Después, un buen día, empezaron a llegar por grupos los latinos y los sabinos, un poco tal vez porque comenzaban a sentirse estrechos en sus casas, y un poco porque también ellos tenían ganas de comerciar con los etruscos, de cuyos productos estaban necesitados. Que entonces tuviesen ya un plan estratégico o de conquista, primero de Italia y después del Mundo, y que por esto considerasen indispensable la posición de Roma, son fantasías de los historiadores contemporáneos. Aquellos latinos y sabinos eran unos rusticotes de pasta labriega, para los cuales la Geografía se resumía en el huerto doméstico.

Es probable que estos nuevos venidos hayan llegado a las manos entre ellos. Mas es también probable que después, en vez de destruirse recíprocamente, se hayan aliado, para hacer frente a los etruscos que debían mirarles un poco como los ingleses miran a los indígenas, en sus colonias. Ante aquella gente forastera que les trataba de arriba abajo y que hablaba un idioma incomprensible para ellos debieron darse cuenta de ser hermanos, familiarizados por la misma sangre, la misma lengua e idéntica miseria. Por esto pusieron en común lo poco que tenían: las mujeres. El famoso rapto no es probablemente más que el signo de este acuerdo, del cual es natural que los etruscos hayan quedado excluidos, pero por propia voluntad. Se sentían superiores y no querían mezclarse con aquella chusma.

Datos proporcionados:
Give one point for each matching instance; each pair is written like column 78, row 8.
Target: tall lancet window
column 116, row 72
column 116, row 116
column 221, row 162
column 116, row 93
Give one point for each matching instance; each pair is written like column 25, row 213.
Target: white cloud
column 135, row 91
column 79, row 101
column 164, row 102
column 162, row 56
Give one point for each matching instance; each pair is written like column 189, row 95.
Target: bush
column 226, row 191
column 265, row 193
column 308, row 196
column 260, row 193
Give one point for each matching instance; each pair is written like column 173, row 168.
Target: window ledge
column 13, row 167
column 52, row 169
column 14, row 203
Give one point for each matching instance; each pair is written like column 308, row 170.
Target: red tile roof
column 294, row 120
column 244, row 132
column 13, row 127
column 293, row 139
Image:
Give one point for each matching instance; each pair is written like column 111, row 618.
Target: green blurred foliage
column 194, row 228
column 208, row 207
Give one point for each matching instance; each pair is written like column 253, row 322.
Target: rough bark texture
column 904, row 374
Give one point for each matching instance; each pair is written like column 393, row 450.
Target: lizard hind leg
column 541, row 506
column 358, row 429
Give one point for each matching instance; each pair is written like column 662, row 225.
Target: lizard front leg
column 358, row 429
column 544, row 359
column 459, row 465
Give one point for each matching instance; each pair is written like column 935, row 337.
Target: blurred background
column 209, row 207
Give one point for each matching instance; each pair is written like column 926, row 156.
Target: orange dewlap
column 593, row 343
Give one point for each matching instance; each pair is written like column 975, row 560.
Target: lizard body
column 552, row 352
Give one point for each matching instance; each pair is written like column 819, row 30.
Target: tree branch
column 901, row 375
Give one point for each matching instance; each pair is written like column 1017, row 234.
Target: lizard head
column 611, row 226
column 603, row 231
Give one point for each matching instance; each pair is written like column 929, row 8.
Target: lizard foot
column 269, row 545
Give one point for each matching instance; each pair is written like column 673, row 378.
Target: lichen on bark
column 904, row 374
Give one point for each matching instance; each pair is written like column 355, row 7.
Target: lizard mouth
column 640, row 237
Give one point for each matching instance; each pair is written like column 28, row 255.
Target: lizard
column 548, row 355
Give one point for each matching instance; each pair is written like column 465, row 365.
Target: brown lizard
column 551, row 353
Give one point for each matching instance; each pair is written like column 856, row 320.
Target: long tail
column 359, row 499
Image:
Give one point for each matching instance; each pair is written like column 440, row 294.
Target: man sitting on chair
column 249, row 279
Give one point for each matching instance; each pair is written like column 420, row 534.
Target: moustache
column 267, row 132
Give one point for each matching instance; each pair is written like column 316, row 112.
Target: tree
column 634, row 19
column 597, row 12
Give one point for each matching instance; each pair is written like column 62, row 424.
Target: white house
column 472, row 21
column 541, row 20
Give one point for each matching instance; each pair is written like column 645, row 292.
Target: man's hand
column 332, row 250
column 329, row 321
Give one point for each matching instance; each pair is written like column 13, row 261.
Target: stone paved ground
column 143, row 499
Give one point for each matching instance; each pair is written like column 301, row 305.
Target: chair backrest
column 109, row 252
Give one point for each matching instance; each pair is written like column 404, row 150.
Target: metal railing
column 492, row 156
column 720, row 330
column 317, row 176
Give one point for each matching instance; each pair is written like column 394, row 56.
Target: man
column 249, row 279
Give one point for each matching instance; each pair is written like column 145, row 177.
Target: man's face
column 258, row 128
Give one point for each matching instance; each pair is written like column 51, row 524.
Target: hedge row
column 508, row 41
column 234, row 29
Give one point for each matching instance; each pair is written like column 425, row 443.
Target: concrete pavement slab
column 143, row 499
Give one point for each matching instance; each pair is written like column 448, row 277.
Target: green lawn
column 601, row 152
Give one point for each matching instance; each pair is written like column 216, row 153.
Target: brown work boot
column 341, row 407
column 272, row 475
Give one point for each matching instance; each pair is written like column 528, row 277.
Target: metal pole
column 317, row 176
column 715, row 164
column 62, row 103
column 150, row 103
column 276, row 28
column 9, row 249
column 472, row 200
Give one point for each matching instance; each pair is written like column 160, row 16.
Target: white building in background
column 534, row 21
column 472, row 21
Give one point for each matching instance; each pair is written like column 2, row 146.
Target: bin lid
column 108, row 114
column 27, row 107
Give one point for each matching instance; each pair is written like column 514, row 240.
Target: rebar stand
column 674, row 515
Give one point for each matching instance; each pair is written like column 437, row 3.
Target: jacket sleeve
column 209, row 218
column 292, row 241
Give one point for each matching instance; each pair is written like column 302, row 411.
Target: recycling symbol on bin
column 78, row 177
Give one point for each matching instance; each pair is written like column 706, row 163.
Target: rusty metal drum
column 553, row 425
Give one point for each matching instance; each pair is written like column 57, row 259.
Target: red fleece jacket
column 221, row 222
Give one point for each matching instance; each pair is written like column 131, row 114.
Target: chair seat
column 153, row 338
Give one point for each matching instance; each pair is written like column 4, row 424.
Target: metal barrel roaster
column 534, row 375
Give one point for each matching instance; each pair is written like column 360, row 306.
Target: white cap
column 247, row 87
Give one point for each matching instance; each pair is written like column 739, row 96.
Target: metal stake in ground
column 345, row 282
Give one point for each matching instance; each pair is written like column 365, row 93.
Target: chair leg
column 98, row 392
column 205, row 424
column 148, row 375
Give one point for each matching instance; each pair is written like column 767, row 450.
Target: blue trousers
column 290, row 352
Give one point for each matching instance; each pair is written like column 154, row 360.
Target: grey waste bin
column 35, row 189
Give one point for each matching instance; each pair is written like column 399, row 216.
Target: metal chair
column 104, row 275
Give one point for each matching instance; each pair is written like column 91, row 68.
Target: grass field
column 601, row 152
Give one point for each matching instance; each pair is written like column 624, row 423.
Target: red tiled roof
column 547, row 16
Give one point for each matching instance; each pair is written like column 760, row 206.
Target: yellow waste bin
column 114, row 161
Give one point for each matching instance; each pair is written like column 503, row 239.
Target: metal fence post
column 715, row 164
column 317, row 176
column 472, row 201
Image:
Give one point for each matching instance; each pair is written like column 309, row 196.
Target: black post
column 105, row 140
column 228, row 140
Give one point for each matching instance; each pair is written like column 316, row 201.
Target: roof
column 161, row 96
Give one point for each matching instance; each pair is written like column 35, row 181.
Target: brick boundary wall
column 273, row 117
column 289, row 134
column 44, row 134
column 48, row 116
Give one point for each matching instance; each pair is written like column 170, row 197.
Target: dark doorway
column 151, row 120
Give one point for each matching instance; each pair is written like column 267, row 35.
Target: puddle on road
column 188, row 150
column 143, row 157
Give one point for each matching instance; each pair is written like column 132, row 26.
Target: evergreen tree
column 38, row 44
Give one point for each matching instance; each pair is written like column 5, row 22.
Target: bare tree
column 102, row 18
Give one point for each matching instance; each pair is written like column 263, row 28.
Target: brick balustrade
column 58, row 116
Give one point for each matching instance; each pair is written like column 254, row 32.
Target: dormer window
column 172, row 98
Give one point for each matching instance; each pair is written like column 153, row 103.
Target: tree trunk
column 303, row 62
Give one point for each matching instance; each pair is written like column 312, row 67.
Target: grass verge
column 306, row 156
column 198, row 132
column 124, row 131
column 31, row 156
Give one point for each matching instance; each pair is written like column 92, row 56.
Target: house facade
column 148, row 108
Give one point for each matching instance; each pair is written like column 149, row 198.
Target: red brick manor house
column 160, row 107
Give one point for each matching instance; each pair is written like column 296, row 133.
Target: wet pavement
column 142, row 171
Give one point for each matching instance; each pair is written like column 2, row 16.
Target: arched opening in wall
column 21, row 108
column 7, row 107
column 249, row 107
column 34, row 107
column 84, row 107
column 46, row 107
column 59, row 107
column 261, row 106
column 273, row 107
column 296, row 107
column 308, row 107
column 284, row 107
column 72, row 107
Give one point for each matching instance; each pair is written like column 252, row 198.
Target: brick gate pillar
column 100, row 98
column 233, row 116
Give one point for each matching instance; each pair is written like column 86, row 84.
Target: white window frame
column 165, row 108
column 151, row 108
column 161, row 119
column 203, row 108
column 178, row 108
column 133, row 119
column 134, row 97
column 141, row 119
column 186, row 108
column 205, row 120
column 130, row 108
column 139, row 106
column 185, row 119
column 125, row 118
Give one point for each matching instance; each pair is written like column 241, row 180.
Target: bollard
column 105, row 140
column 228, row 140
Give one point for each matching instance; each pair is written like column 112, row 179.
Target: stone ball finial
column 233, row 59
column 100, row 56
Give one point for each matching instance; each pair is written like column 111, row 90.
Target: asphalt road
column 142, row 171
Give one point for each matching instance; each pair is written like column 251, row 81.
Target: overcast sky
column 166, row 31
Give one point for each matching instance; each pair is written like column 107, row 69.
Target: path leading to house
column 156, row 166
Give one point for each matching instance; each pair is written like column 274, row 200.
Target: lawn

Lista de actividades:
(1) Según el texto fuente, ¿con qué pueblo querían comerciar los latinos y los sabinos?
(2) Resume el texto fuente en dos oraciones.

Respuestas:
(1) Con los etruscos.

(2) Los latinos y los sabinos llegaron por grupos, en parte porque se sentían estrechos en sus casas y en parte para comerciar con los etruscos, y el texto considera una fantasía de los historiadores contemporáneos que ya tuvieran un plan de conquista. Probablemente se aliaron frente a los etruscos, que los trataban con desprecio, y pusieron en común a sus mujeres, un acuerdo del que los etruscos quedaron fuera por voluntad propia porque se sentían superiores.